━━━ DOCUMENT SECTION

Go ahead and laugh at my home state; Lord knows I do
One must laugh at insanity of FL RepubliKKKan elected leaders and, ultimately, intelligence of voters who keep sending them there.
18 years of RepubliKKKan governors and statehouse control drove the state into a financial ditch by cutting taxes year after year, billion after billion of dinero (Hey, it's FL; speak Spanish!) when actual adults who could understand as far back as 1998 Medicaid costs would skyrocket.
Our answer in FL? Privatize every damn thing: hospitals, child care, prisons, privatize and do no studies to actually prove cost savings.
For as nice if rapacious touch, pay CEO's of these new companies salaries double the amount paid to the former civil service employees who actually knew what to do for after all privatized social services had to compete to get top notch administrators who in turn have little clue about the work they do...
[Unresponsive is also how Rose Rouse found Littlefield when she complained about the Human Development Center, a Hillsborough County group-home provider that specialized in housing developmentally disabled men accused of sex crimes.
A judge had sent Rouse’s developmentally disabled and incompetent son, Kevin Rouse, to the center in 2003 because Kevin had been accused of molesting children.
After Kevin arrived at a group home in Seffner, Rose Rouse learned of a policy that allowed the men there to have sex with each other during a practice they called “quiet time.”

━━━━━━
━━━ AVAILABLE DATA

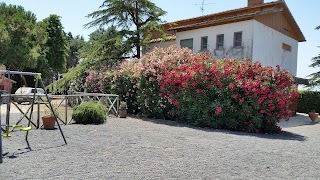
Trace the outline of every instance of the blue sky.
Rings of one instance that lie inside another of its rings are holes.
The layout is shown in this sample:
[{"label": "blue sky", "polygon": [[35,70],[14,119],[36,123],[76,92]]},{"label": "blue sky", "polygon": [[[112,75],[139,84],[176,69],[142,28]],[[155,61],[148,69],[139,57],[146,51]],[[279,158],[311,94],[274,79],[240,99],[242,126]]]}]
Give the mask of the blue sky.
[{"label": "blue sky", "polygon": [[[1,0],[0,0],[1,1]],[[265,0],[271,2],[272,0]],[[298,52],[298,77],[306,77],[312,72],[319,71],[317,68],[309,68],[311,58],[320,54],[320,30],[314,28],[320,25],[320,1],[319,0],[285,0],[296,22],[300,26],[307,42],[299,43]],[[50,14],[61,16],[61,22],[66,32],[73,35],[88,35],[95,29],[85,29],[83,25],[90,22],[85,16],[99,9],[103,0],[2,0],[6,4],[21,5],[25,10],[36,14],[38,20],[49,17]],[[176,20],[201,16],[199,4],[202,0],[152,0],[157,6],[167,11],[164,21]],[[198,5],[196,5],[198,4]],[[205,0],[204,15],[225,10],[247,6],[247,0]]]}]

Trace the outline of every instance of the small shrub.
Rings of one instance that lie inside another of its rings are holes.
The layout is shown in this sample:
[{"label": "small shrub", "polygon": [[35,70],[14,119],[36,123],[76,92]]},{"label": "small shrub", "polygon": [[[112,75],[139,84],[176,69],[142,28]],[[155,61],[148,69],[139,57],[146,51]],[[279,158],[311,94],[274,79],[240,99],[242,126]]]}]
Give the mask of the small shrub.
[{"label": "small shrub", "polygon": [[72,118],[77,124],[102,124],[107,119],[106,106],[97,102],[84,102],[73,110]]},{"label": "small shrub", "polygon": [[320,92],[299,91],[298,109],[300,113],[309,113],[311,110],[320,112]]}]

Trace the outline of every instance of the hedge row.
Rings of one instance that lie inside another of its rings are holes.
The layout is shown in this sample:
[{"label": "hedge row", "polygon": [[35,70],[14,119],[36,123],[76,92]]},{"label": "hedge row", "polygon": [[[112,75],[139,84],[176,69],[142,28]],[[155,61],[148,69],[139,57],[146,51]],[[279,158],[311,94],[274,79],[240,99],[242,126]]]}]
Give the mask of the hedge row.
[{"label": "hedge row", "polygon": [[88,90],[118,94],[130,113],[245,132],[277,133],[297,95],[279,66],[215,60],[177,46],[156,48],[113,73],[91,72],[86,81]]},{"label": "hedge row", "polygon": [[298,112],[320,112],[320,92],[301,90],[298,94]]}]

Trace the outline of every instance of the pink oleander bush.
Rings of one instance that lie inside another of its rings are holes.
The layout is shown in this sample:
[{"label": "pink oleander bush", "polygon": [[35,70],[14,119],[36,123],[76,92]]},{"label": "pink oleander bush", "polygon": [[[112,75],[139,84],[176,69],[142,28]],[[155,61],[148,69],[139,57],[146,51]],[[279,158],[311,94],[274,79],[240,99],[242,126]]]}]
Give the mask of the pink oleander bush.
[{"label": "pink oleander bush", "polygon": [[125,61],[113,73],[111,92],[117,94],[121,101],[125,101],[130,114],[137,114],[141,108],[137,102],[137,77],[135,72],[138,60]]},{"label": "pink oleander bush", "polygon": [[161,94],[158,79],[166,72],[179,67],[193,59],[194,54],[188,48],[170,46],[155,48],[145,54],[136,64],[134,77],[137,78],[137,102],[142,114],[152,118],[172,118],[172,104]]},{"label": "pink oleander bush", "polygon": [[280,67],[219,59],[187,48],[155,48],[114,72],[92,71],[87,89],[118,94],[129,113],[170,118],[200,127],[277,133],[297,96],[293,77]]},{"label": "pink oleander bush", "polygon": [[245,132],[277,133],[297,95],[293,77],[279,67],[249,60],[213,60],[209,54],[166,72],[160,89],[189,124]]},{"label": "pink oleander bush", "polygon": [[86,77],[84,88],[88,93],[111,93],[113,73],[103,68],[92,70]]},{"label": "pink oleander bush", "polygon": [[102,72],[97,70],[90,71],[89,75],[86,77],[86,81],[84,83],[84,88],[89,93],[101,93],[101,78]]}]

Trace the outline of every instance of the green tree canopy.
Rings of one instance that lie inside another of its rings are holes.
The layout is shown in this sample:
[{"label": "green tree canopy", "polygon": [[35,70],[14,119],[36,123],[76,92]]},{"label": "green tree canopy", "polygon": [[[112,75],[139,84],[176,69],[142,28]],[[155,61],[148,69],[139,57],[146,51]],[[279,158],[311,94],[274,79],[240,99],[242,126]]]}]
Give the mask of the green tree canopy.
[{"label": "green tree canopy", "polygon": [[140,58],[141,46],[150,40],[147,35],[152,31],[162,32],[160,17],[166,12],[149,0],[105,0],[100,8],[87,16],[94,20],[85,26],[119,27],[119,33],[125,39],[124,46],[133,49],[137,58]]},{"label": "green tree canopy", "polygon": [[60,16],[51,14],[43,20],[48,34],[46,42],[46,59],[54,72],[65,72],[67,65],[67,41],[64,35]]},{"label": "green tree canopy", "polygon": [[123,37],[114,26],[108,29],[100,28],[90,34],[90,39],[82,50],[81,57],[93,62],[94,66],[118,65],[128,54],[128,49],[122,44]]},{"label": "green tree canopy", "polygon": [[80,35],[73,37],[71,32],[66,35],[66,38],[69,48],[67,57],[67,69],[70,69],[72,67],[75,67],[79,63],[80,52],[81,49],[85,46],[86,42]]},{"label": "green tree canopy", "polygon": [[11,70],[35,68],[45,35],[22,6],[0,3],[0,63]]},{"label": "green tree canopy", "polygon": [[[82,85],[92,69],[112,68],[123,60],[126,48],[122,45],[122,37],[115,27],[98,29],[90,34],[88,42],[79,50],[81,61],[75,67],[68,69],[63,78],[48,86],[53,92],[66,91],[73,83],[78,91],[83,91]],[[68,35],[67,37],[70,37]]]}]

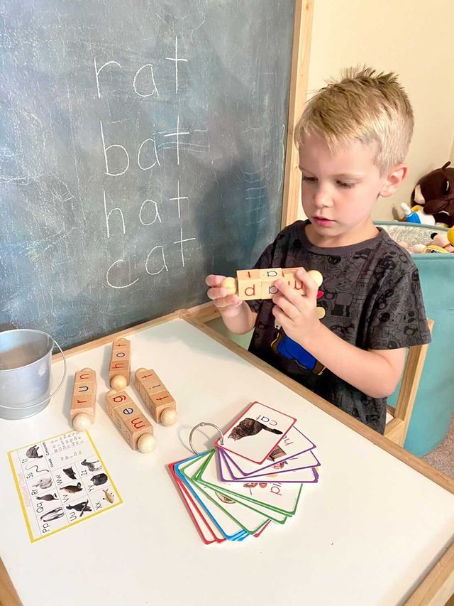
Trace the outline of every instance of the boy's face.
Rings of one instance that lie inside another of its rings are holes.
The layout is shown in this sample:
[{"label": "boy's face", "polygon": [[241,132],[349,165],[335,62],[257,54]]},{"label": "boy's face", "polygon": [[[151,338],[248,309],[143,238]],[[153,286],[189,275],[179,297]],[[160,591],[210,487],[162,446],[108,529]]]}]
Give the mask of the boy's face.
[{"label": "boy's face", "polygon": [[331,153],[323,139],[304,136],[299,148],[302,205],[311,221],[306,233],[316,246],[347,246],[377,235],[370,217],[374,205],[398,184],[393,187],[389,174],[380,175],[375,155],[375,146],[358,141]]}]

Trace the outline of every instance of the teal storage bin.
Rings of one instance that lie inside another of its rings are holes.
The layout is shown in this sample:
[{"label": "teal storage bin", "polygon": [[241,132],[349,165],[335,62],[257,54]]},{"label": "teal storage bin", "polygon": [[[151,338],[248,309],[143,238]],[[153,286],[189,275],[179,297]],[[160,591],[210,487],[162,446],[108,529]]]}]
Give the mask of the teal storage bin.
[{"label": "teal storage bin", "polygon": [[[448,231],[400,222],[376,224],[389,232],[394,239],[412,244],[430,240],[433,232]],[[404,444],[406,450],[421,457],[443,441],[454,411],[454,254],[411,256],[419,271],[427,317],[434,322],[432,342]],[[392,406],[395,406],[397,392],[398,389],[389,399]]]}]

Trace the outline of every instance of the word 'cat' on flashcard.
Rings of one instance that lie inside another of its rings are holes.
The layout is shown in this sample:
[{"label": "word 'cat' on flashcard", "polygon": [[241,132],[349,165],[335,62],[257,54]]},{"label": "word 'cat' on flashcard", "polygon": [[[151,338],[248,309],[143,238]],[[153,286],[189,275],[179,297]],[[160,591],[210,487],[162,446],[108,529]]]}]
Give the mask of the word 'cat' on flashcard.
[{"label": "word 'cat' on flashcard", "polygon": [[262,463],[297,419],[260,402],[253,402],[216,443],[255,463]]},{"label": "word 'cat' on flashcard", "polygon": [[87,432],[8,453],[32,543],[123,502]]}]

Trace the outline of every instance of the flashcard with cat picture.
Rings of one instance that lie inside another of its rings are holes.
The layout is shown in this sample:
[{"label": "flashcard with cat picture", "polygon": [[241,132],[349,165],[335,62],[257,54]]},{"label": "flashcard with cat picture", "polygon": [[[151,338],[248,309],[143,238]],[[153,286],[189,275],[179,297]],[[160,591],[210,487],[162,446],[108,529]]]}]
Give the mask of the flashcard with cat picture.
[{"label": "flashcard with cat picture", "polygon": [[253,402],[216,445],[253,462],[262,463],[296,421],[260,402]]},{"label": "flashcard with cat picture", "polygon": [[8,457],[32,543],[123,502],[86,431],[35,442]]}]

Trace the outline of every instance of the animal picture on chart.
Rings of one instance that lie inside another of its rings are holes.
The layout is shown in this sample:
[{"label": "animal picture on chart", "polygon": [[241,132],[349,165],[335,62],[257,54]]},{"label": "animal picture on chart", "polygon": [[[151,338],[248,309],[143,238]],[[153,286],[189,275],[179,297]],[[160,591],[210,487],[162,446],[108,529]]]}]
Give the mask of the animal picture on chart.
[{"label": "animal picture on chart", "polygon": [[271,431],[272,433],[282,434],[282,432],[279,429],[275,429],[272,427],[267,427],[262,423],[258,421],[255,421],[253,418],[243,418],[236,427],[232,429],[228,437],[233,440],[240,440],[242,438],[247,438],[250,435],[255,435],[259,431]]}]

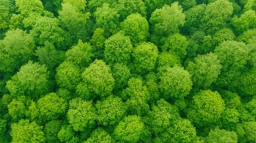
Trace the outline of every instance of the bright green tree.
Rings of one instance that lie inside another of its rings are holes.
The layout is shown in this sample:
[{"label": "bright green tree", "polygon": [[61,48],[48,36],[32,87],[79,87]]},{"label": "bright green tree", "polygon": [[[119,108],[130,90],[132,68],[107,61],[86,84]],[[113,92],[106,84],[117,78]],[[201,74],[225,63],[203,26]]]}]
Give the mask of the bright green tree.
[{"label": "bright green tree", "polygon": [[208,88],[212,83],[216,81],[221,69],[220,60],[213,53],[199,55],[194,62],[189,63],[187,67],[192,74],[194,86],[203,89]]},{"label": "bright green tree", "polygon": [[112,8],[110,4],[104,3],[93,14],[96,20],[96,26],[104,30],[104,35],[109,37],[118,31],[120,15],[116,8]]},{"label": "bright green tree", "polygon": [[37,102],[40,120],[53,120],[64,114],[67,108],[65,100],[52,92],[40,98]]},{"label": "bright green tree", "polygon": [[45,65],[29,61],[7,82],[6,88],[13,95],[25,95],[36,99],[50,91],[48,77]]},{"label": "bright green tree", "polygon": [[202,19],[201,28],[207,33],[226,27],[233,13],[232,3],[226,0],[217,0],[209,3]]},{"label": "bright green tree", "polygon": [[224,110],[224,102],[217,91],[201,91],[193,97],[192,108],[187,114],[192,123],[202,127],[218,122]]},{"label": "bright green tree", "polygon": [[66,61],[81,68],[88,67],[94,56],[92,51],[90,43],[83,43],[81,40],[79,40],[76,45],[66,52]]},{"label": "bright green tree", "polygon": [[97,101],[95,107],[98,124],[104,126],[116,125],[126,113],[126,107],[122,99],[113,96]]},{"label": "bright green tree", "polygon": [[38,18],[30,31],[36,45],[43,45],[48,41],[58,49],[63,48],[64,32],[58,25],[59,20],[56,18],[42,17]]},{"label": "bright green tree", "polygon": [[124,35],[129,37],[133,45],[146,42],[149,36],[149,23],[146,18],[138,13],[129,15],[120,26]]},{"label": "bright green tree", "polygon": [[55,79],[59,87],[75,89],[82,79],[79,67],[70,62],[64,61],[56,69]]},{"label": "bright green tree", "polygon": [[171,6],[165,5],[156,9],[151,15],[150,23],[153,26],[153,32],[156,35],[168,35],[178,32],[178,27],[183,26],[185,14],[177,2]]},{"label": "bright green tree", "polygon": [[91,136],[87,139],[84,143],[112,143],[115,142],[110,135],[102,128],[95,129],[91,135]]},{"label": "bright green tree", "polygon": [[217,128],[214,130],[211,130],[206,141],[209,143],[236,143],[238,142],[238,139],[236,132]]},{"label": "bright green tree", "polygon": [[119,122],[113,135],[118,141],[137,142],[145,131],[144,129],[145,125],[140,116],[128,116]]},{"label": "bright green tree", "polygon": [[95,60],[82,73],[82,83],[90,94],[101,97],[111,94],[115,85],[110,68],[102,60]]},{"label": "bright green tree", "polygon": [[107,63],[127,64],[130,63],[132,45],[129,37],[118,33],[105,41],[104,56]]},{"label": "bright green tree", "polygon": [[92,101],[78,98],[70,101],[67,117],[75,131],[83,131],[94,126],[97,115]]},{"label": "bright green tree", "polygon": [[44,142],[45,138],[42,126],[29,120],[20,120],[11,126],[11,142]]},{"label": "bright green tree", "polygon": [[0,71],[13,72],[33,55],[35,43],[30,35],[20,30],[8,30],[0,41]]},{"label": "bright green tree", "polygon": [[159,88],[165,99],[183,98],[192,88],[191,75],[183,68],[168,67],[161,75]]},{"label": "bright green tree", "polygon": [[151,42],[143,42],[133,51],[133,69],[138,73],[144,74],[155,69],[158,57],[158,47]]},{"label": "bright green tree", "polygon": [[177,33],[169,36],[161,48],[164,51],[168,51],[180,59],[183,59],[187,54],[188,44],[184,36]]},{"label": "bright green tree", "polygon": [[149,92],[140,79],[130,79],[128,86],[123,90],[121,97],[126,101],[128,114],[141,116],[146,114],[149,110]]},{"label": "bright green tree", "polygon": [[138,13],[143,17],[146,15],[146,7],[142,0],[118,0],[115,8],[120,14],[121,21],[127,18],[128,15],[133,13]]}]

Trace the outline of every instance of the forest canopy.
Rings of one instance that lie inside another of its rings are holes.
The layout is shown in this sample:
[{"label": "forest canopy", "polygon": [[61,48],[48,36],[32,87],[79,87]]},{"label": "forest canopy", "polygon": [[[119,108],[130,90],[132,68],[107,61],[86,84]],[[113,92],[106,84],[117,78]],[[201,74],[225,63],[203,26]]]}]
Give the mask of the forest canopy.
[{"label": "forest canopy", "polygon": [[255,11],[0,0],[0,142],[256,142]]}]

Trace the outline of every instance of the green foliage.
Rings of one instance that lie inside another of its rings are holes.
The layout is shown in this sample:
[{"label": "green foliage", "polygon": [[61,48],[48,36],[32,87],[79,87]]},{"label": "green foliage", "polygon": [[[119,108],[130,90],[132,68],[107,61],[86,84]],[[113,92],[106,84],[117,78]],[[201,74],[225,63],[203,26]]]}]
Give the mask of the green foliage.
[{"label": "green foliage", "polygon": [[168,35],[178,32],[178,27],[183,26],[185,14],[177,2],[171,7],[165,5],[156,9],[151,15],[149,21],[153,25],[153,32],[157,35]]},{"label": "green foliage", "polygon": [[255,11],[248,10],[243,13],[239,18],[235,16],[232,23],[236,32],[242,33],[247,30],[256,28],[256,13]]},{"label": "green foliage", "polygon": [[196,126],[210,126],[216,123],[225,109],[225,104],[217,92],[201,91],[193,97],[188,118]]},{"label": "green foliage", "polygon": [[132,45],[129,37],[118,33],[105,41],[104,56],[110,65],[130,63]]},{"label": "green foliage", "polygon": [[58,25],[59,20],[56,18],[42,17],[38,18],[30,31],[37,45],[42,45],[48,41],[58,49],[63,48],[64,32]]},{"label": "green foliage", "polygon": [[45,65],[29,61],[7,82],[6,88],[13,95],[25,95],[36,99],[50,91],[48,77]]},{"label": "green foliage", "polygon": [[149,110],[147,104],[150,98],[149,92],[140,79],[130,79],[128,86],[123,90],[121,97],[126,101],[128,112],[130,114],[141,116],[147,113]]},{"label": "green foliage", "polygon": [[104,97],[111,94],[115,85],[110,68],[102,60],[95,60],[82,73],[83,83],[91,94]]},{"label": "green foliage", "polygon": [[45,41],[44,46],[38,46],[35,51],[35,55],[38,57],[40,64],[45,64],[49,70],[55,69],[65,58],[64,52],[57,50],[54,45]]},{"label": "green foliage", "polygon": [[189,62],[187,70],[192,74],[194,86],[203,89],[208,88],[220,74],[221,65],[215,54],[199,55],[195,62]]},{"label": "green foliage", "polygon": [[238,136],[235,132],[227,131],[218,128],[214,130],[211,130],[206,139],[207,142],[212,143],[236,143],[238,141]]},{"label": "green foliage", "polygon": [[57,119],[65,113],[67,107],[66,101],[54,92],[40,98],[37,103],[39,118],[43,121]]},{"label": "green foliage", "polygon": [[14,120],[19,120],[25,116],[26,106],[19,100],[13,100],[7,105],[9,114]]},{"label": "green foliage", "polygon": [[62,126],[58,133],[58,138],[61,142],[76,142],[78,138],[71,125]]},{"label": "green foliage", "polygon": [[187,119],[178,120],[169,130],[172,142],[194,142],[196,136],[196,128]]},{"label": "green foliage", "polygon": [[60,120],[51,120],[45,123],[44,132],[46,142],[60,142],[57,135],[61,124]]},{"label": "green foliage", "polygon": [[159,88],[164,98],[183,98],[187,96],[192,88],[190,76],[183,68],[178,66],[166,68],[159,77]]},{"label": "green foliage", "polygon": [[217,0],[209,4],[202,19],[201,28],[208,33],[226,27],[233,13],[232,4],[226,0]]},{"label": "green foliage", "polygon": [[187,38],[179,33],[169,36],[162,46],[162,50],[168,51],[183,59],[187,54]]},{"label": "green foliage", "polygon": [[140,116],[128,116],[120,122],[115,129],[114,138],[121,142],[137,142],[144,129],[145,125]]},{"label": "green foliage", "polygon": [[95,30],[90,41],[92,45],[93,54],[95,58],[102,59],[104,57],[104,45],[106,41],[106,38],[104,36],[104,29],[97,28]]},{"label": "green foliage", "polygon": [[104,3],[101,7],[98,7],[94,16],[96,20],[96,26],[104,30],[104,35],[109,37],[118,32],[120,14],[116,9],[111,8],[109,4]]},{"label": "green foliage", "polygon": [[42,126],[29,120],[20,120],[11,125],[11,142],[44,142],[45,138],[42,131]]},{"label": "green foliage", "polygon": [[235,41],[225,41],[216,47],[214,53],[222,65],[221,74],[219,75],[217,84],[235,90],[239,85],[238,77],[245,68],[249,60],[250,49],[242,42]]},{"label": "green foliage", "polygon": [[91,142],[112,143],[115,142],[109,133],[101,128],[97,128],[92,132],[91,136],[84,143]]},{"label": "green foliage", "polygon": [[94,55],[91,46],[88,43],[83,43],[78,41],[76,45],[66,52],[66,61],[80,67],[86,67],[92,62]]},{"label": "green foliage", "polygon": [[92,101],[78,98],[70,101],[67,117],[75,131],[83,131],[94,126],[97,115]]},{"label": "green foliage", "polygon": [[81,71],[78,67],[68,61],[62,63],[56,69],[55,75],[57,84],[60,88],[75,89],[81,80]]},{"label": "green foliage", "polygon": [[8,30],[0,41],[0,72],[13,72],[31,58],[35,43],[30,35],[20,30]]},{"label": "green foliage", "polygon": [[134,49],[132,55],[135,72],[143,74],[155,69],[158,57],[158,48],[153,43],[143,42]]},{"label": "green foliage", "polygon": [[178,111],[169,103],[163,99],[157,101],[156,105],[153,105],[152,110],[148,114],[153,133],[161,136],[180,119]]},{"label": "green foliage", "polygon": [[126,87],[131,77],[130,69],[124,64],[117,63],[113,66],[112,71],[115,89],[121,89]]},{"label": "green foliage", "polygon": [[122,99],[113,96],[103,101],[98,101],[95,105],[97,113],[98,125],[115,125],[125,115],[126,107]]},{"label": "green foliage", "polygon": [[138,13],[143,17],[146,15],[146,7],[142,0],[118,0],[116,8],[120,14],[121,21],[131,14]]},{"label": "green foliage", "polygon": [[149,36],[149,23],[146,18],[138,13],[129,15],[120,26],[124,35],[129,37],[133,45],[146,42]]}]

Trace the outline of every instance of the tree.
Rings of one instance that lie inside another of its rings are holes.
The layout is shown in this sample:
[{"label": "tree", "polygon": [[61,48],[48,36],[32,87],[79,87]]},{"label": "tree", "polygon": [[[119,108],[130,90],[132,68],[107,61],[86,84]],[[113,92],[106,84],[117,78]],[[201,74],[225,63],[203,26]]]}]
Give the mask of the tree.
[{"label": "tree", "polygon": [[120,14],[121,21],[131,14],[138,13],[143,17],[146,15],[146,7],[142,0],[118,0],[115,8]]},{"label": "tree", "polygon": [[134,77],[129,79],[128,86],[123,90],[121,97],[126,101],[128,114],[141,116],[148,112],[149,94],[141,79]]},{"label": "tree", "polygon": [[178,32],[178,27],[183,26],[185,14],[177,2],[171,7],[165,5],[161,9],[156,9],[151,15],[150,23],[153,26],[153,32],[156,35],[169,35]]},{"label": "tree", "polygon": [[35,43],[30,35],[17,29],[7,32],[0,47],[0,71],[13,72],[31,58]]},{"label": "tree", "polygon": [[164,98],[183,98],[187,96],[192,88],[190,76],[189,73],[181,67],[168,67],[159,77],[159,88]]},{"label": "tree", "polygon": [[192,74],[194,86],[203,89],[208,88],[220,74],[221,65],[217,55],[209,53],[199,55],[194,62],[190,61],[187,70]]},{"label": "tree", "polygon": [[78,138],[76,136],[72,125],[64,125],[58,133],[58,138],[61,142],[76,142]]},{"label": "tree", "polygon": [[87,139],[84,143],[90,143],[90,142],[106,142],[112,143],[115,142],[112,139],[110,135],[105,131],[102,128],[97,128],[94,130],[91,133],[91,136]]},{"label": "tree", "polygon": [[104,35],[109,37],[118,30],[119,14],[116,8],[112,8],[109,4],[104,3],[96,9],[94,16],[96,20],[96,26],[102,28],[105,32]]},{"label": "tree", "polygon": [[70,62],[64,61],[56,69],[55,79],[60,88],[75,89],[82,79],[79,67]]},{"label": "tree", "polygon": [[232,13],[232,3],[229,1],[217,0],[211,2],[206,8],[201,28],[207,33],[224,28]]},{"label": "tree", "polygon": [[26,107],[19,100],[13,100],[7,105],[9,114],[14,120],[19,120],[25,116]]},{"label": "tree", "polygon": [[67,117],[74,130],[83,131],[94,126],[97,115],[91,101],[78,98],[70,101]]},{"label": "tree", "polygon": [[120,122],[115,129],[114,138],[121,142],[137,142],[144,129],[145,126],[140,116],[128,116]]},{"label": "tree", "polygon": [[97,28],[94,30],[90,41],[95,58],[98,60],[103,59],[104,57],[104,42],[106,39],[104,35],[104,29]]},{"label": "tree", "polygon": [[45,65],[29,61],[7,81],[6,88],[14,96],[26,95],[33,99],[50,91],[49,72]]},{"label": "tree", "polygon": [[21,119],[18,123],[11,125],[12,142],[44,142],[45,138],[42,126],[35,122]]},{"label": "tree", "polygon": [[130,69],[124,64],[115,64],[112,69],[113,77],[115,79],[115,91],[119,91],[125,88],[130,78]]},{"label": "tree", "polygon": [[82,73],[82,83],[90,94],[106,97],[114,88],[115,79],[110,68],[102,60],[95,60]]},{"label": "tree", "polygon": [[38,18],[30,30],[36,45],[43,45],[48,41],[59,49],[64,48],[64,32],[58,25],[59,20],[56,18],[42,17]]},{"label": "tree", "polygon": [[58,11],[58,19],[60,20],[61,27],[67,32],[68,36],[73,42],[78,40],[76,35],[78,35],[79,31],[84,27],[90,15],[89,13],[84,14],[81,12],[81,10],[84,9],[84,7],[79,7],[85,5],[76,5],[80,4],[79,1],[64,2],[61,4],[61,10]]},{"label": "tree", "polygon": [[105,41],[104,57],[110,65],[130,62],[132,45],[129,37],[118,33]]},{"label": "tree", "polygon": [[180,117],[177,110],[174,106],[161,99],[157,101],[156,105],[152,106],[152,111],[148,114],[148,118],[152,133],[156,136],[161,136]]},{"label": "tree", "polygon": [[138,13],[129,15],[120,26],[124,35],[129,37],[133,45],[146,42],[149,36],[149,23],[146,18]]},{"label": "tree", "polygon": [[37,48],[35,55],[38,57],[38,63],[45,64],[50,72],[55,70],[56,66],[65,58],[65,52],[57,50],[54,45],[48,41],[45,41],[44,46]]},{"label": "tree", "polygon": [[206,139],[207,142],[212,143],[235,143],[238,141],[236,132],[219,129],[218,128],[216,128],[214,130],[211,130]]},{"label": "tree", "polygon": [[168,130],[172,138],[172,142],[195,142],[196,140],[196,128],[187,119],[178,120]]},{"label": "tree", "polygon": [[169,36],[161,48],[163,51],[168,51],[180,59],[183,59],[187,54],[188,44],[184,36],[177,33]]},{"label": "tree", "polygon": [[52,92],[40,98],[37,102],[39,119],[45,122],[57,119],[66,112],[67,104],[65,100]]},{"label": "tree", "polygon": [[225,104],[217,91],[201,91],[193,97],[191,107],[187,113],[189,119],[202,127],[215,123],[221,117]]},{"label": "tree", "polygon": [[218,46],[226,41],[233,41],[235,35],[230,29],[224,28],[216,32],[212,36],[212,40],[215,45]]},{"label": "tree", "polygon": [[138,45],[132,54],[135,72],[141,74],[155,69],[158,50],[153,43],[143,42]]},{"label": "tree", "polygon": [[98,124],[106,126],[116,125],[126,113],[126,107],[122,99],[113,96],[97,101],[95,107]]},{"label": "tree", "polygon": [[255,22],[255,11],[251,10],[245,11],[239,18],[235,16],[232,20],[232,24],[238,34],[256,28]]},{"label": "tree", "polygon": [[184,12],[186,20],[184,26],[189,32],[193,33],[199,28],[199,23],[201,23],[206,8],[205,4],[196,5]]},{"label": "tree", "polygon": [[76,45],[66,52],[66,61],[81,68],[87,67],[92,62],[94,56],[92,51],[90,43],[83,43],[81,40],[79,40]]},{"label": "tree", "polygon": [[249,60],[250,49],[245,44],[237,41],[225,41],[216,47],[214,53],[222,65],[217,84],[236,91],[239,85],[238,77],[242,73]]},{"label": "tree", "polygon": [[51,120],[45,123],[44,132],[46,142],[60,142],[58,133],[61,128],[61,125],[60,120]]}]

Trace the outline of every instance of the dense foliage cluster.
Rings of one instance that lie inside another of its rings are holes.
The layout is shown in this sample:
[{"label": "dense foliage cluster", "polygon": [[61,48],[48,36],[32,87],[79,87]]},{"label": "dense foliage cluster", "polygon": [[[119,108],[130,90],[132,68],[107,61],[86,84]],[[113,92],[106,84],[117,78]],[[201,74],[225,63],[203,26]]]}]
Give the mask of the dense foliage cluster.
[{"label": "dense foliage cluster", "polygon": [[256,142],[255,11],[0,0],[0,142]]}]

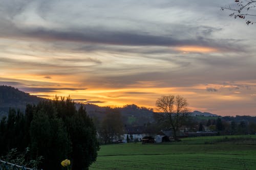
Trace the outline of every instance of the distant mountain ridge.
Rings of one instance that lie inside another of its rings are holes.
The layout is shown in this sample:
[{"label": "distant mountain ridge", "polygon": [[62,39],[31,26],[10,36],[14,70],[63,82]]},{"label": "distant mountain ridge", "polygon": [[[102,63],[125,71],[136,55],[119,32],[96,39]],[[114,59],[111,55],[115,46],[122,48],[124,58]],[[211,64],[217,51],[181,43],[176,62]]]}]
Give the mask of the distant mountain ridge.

━━━━━━

— EXERCISES —
1. According to the post about Florida, in what year did a judge send Kevin Rouse to the Human Development Center?
2. From the post about Florida, reproduce everything from "18 years of" down to "work they do...".

— RESPONSE LIST —
1. 2003

2.
18 years of RepubliKKKan governors and statehouse control drove the state into a financial ditch by cutting taxes year after year, billion after billion of dinero (Hey, it's FL; speak Spanish!) when actual adults who could understand as far back as 1998 Medicaid costs would skyrocket.
Our answer in FL? Privatize every damn thing: hospitals, child care, prisons, privatize and do no studies to actually prove cost savings.
For as nice if rapacious touch, pay CEO's of these new companies salaries double the amount paid to the former civil service employees who actually knew what to do for after all privatized social services had to compete to get top notch administrators who in turn have little clue about the work they do...